- Exercise task 1: Write out the portion of the warrant excerpt from "12. If the Company" to "by the Issuer.".
- Exercise task 2: What date appears on the warrant excerpt?

12. If the Company fails to provide the information required by paragraph (i)
of the Exercise Notice, the holder of the Warrant shall not be required to
include said paragraph (i) in its Exercise Notice, and assuming all other
requirements for the issuance of the Warrant Shares have been satisfied,
the Company will be obligated to issue the Warrant Shares in accordance
with this Warrant.
This Warrant shall not be valid unless signed by the Issuer.
IN WITNESS WHEREOF, SyQuest Technology, Inc. has caused this Warrant to be
signed by its duly authorized officer.
Dated: February 13, 1998
SYQUEST TECHNOLOGY, INC.
By: _______________________
Name:
Title:
17
FORM OF EXERCISE NOTICE
(To Be Executed Upon Exercise of the Warrant)
[DATE]
SyQuest Technology, Inc.
00000 Xxxxxxx Xxxxxxx
Xxxxxxx, XX 00000
Attention: Chief Financial Officer
Re: Warrant No.

- Given data:
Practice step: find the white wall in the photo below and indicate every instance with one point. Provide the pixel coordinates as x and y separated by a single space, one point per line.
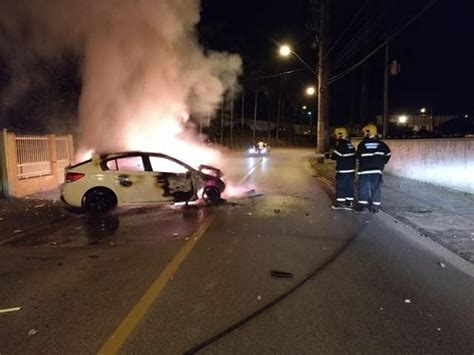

- Complete answer 1:
12. If the Company fails to provide the information required by paragraph (i)
of the Exercise Notice, the holder of the Warrant shall not be required to
include said paragraph (i) in its Exercise Notice, and assuming all other
requirements for the issuance of the Warrant Shares have been satisfied,
the Company will be obligated to issue the Warrant Shares in accordance
with this Warrant.
This Warrant shall not be valid unless signed by the Issuer.

- Complete answer 2: February 13, 1998